● Page:
We need to make the peace and justice movement mainstream and permanent, and we need senators, like Kassebaum, who will tell the world again: America stands for human rights, peace and justice everywhere--at home and abroad.

Kevin Stoda, a Kansan in Exile

A Concluding Note:

In my third article, I'll continue my discussion about the need for heroes and role models to promote resistance to war and the U.S. military industrial complex, and to related power structures in our world. I'll also continue the story of my personal journey, which includes much focus on the education of youth and the older public aimed at fighting off the dominant image of America, portrayed as mainstream by the major media, as a nation committed to permanent war. What we need now is a counter-insurgency against the dominant American mindset that war is inevitable.

References:

[1] Clemis, Martin G. (2009)   Crafting non kinetic warfare: the academic military nexus in US counterinsurgency doctrine. Small Wars and Insurgencies, 20:1, 160-184.

[2] Ibid.

Read more on the topic in Roberto J. Gonzalez' (2010) MILITARIZING CULTURE:  ESSAYS ON WARFARE STATE, U.S.A.: Left Coast Press.

[3] By the way, Ellsberg specifically referred to six of those heroes in his insightful debate on Democracy Now last month, entitled: "Was Snowden Justified?" See:

http://www.democracynow.org/2014/2/14/debate_was_snowden_justified_former_nsa

[4] The only US president raised in Kansas was D.D. Eisenhower, who had warned Americans of this very military industrial complex. It left states like Kansas without work when the country was not gung-ho for militarization, as it had been with WWII and in the early part of the Cold War.

(Source data)
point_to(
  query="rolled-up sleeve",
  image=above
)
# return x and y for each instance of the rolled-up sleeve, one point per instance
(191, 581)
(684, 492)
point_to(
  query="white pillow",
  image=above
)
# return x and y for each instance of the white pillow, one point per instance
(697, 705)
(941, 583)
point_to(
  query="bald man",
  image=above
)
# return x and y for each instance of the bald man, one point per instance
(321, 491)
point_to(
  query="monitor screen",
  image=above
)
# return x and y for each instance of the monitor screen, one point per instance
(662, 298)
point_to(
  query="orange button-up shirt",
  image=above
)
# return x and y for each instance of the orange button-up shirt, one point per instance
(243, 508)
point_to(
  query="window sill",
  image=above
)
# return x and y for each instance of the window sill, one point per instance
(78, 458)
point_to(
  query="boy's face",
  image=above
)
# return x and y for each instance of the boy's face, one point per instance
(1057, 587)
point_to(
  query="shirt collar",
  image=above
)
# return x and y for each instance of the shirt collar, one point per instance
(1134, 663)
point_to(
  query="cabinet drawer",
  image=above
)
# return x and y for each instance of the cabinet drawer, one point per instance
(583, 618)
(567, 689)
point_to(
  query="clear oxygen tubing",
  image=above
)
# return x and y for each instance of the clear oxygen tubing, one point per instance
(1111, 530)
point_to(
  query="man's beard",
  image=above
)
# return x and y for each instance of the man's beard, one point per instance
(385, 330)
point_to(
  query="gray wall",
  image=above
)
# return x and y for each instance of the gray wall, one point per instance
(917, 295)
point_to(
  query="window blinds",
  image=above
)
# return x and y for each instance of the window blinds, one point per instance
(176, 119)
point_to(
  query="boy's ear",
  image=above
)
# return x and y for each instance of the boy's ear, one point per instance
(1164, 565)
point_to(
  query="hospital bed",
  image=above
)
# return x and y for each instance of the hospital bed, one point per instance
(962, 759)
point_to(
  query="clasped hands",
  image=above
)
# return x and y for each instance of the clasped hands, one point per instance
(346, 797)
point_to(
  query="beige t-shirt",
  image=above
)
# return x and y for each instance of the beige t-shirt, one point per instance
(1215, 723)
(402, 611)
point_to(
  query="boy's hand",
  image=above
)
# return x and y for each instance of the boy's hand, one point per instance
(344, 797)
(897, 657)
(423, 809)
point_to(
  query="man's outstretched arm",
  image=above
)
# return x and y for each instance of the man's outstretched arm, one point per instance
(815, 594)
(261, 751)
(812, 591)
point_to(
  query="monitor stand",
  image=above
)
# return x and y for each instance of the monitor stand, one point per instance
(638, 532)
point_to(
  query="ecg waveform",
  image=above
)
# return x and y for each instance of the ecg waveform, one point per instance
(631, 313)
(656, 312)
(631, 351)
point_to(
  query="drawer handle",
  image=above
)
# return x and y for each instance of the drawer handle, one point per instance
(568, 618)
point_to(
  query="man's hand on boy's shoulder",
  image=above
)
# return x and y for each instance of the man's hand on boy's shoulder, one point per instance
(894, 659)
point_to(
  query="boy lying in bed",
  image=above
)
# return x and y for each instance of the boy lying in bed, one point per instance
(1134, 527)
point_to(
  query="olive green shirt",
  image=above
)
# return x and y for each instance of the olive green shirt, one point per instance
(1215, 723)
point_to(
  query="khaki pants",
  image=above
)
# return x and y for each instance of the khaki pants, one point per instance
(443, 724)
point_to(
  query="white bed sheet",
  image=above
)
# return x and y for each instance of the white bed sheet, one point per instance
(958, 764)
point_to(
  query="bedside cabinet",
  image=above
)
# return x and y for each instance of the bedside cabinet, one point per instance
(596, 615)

● Complete the following:
A. Render this sentence from the peace-movement essay in Spanish: "What we need now is a counter-insurgency against the dominant American mindset that war is inevitable."
B. Extend the peace-movement essay, picking up after its last sentence.
The rows were taken from a different source than the peace-movement essay.

● Exercise responses:
A. Lo que necesitamos ahora es una contrainsurgencia contra la mentalidad estadounidense dominante de que la guerra es inevitable.

B.
[5] Infoplease provides a short history of Selective Service in the USA:

Conscription was established (1863) in the U.S. Civil War, but proved unpopular (see   draft riots). The law authorized release from service to anyone who furnished a substitute and, at first, to those who paid $300. General conscription was reintroduced in World War I with the Selective Service Act of 1917. All men from 21 to 30 years of age (later extended 18 to 45), inclusive, had to register. Exemptions from service were granted to men who had dependent families, indispensable duties at home, or physical disabilities.   Conscientious objector   status was granted to members of pacifist religious organizations, but they had to perform alternative service. Other war objectors were imprisoned, where several died. By the end of World War I about 2,800,000 men had been inducted.

The United States first adopted peacetime conscription with the Selective Training and Service Act of 1940. The act provided that not more than 900,000 men were to be in training at any one time, and it limited service to 12 months--later (1941) extended to 18 months. After the United States entered World War II, a new selective service act made men between 18 and 45 liable for military service and required all men between 18 and 65 to register. The terminal point of service was extended to six months after the war. From 1940 until 1947--when the wartime selective service act expired after extensions by Congress--over 10,000,000 men were inducted. A new selective service act was passed in 1948 that required all men between 18 and 26 to register and that made men from 19 to 26 liable for induction for 21 months' service, which would be followed by 5 years of reserve duty.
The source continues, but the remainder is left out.